OBJETIVO PLANTEADO A ▸
Responde, por favor, estas preguntas sobre el fragmento acerca de los guardias de los campos:
(i) ¿Para qué publicación cubrió Applebaum Europa oriental?
(ii) ¿De qué organismo fue antecesora la NKVD?
(iii) ¿Con qué términos se combinaba "enemigo del pueblo" en la propaganda?
OBJETIVO PLANTEADO B ▸
Continúa el fragmento sobre los guardias de los campos a partir de su última oración.

FRAGMENTO PROPORCIONADO ▸
⟨

Applebaum, que cubrió Europa oriental para The Economist durante el colapso del comunismo soviético, dedica un capítulo a los guardias de los campos. La mayoría se comportó con espantosa frialdad respecto de los prisioneros a su cargo, especialmente en los camiones de ganado utilizados para transporte y en las naves de convictos en el Lejano Oriente. ¿Cómo explicar su conducta? No eran todos sádicos, pero tenían una educación pobre y algunos habían sido criminales. En su mayoría pertenecían a los niveles más bajos de la NKVD, antecesora de la KGB, y vivían en condiciones apenas un poco mejores que las de los zeki.
Años de propaganda del estado les habían enseñado que los zeki no eran plenamente humanos: el término "subhumano" no fue usado, como sí lo hicieron los nazis, pero se pretendía que el término "enemigo del pueblo" fuera casi tan denigratorio y en la propaganda se combinaba con términos como "alimaña", "basura" y "cizaña venenosa". Tratar bien a los prisioneros significaba cumplir los deberes a conciencia, tomarse trabajo, interviniendo en algunos casos para contener a matones. Pero la mayoría de los guardias no encontraban sentido en esforzarse para cuidar a gente que consideraba despreciable. Es importante reflexionar sobre esta deshumanización de gente común, porque es así como se cometen atrocidades.

⟩

DATOS ▸
⟨

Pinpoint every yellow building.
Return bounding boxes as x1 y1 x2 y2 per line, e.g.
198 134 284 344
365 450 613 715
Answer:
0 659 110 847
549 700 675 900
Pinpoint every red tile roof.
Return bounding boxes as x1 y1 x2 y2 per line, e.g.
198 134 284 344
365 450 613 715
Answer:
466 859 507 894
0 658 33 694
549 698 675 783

⟩
⟨

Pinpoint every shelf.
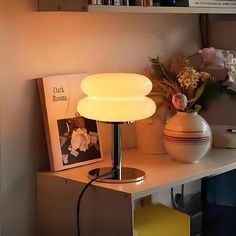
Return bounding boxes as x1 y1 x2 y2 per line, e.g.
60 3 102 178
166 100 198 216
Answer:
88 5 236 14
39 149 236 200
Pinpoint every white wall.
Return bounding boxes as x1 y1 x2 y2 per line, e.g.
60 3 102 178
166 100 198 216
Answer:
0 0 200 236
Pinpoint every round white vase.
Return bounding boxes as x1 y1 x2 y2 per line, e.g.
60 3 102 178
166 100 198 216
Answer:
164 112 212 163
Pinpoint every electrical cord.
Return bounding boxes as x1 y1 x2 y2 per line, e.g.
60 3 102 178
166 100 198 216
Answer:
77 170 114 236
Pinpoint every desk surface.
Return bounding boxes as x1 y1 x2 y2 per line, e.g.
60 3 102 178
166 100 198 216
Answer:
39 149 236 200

⟩
⟨

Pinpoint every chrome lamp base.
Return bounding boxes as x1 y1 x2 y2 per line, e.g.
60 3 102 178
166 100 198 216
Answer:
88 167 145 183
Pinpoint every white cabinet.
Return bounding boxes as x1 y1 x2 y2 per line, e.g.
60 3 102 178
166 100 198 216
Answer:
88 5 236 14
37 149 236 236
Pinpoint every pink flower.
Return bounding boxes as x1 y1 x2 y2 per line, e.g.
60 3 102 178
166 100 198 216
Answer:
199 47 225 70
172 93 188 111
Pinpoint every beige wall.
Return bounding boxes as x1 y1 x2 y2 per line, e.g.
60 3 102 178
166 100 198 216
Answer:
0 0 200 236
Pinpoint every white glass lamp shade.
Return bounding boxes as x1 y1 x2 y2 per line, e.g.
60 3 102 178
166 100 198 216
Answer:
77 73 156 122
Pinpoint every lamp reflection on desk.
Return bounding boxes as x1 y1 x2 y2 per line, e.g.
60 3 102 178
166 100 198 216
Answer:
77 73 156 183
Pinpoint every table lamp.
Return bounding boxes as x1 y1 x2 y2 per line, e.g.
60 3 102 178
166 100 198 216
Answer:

⟩

RESULTADO DEL EJERCICIO A ▸
(i) The Economist.
(ii) De la KGB.
(iii) Con "alimaña", "basura" y "cizaña venenosa".

RESULTADO DEL EJERCICIO B ▸
Applebaum tiene algunos predecesores distinguidos en la investigación sobre los Gulags, en particular Robert Conquest y Alexander Solyenitsin. Se la puede comparar con ellos y en algunos aspectos los supera. Continúa la historia hasta el final del período soviético y ha hecho buen uso de material publicado y archivos que han estado disponibles recién en los últimos diez años. Incluyen los de Memorial, la asociación creada a fines de la década de 1990 para recuperar y dar a conocer toda la verdad acerca del sistema penal soviético y sus víctimas. Pero algunas de sus fuentes más interesantes provienen de los archivos del estado, en particular los informes largos y detallados de la Inspección del Gulag de la NKVD de las décadas de 1930 y 1940. Tan francos como Solyenitsin lo habría de ser décadas más tarde en su libro Archipiélago Gulag, esos documentos revelaban las deficiencias y abusos que se multiplicaban en el sistema y recomendaban maneras de limitarlos, en interés de una mayor productividad. Por lo general en aquel tiempo no se hacía nada efectivo, pero esos informes dejaron un rico recurso para el historiador.
El Gulag de Applebaum es lúcido, cuenta con buen material de investigación y su mensaje moral es claro, sin resultar molesto. Debería convertirse en la historia de referencia de uno de los mayores males del siglo XX.